Records from a data collection
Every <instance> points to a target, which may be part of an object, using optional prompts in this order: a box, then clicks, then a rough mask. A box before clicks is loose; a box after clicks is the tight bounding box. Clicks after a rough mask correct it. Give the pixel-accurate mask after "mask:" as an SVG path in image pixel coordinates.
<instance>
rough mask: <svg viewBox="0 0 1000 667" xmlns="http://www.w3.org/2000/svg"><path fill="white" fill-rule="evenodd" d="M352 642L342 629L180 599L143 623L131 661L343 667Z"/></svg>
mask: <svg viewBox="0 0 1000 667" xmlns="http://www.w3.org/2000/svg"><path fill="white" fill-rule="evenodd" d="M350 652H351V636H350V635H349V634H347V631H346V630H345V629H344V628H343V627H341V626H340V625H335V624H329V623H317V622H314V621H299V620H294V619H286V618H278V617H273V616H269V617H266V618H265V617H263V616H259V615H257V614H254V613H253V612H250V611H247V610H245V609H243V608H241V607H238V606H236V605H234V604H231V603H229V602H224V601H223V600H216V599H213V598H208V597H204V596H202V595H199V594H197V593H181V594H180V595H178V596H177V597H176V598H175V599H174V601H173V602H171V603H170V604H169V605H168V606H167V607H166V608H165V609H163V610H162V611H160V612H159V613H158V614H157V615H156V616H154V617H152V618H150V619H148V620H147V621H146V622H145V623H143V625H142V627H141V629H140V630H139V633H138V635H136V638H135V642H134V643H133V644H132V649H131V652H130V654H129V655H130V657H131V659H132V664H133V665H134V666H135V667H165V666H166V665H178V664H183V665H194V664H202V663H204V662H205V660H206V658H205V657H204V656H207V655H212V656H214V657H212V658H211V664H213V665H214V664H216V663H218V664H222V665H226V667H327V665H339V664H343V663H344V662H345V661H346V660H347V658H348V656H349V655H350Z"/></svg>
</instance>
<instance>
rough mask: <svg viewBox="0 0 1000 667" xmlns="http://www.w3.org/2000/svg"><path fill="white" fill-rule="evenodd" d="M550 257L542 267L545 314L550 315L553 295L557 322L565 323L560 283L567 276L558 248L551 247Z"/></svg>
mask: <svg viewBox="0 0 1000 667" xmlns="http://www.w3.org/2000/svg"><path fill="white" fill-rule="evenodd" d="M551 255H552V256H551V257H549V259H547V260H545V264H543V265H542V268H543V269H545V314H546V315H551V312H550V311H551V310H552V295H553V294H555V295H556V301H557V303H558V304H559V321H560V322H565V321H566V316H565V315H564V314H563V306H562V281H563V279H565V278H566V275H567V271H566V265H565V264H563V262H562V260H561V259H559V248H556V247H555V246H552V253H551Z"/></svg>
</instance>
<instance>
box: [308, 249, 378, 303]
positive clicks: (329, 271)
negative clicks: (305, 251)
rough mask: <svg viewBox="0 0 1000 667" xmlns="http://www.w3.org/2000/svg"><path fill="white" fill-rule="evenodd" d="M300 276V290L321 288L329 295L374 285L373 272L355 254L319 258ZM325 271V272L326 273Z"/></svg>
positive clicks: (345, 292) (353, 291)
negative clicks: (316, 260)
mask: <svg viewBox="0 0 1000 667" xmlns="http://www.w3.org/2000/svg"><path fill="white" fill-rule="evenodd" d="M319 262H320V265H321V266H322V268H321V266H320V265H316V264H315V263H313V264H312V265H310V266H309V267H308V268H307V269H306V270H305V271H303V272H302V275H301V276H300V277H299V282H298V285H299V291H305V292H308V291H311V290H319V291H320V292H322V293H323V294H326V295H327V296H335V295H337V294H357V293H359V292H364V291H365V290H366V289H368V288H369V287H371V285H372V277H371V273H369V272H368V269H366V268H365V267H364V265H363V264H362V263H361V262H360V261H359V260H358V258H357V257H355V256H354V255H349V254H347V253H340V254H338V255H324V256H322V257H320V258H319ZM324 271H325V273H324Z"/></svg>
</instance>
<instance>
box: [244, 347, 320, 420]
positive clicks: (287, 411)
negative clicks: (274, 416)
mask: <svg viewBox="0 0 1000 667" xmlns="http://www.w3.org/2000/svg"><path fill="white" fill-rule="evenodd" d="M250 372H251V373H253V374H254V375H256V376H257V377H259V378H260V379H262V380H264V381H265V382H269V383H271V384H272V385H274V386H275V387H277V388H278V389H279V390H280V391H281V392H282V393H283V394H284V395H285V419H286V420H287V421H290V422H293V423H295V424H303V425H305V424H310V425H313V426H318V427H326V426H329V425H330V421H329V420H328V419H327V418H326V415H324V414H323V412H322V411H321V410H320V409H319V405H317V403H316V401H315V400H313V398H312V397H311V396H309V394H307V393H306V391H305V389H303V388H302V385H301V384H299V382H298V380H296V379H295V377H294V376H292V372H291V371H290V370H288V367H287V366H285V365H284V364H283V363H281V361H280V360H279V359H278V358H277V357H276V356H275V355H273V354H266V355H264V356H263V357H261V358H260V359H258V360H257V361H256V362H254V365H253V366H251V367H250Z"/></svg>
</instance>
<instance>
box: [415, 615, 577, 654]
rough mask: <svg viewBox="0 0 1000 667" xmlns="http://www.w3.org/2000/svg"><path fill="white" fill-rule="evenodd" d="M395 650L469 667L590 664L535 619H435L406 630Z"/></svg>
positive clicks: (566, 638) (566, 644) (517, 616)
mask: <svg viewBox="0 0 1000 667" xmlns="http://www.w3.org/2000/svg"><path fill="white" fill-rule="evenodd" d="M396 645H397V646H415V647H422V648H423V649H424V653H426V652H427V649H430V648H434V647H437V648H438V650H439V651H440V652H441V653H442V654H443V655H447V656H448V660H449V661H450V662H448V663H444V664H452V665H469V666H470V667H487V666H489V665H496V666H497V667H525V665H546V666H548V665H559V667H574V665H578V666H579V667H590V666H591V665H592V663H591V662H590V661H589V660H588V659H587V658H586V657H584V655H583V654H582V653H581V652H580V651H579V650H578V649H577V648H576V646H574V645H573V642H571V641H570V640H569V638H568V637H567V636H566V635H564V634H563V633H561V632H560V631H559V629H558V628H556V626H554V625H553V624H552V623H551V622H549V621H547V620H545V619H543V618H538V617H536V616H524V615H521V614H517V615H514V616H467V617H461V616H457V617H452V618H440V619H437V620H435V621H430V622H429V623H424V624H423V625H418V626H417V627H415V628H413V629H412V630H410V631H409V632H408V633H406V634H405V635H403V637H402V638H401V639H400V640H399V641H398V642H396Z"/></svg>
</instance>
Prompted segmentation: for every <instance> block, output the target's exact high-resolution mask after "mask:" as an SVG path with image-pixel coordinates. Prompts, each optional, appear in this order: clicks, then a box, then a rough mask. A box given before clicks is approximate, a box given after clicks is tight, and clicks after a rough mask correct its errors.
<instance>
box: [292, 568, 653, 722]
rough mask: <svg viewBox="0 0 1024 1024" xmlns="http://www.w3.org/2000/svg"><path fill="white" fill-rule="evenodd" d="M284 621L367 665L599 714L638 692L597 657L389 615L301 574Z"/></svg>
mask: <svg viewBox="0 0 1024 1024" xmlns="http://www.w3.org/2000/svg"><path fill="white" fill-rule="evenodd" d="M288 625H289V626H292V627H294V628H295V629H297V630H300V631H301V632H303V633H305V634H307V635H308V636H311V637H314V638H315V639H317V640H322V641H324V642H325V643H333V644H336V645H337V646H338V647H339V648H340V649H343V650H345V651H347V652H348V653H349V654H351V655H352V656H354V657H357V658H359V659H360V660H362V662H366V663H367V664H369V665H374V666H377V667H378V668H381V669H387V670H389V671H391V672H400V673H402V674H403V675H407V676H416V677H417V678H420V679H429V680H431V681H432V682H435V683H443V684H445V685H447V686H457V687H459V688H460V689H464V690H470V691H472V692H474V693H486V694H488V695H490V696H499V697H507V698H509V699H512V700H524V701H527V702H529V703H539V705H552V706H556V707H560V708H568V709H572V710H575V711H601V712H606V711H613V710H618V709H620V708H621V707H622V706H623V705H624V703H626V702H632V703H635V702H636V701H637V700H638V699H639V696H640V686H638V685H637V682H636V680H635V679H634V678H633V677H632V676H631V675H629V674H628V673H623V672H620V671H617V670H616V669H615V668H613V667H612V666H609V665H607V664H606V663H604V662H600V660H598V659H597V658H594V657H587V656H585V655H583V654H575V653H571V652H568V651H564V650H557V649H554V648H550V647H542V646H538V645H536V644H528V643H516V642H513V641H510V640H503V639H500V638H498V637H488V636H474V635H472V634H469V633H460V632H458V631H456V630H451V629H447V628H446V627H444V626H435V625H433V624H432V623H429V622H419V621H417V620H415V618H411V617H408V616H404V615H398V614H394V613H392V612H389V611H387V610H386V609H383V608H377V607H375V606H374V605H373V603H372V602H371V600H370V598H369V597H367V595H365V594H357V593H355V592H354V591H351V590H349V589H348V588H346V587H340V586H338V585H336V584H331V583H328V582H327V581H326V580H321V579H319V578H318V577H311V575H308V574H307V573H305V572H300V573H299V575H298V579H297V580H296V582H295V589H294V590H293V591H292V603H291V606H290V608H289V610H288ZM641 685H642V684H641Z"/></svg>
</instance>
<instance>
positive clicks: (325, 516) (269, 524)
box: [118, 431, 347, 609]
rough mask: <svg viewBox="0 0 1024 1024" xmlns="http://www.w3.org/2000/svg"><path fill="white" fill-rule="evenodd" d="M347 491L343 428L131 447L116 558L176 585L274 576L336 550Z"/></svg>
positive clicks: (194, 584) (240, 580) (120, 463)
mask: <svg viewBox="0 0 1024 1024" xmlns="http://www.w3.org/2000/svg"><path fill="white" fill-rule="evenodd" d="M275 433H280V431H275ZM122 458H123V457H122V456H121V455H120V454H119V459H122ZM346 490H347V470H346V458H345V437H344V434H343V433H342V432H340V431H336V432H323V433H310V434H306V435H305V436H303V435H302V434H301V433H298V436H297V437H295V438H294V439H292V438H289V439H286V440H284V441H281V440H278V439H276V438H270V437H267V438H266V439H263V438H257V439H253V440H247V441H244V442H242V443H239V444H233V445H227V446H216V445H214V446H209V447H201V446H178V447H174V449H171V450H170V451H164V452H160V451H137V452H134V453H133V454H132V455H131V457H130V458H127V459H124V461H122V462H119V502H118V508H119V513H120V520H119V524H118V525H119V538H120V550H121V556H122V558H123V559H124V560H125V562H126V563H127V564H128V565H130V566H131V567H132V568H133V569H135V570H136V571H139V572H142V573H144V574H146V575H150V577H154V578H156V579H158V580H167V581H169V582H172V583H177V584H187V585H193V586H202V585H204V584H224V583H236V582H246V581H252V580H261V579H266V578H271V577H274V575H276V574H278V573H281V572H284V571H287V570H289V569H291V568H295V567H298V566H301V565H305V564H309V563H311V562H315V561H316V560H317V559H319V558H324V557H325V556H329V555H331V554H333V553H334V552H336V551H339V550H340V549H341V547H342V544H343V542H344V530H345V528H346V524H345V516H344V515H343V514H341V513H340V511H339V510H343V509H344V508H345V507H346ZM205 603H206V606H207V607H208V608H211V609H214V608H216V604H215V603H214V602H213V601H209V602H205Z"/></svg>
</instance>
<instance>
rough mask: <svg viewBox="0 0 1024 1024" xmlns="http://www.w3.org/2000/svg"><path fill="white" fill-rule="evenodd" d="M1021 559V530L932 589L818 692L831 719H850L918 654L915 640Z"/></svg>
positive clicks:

_PROBLEM TO WORK ON:_ Update the data from its start through the line containing "642L342 629L180 599L143", inclusive, replacing "rough mask" with "draft mask" and leaving everything else unchanged.

_EXERCISE RESPONSE:_
Every <instance> points to a target, which may be part of an object, using optional prompts in this order: a box, then clicks, then a draft mask. A box before clicks is loose; a box after clicks is the tight bounding box. Clicks after a draft mask correct it. Give the pixel-accurate mask after "mask:" as an SVG path in image pixel coordinates.
<instance>
draft mask: <svg viewBox="0 0 1000 667" xmlns="http://www.w3.org/2000/svg"><path fill="white" fill-rule="evenodd" d="M352 642L342 629L180 599L143 623L131 661L343 667Z"/></svg>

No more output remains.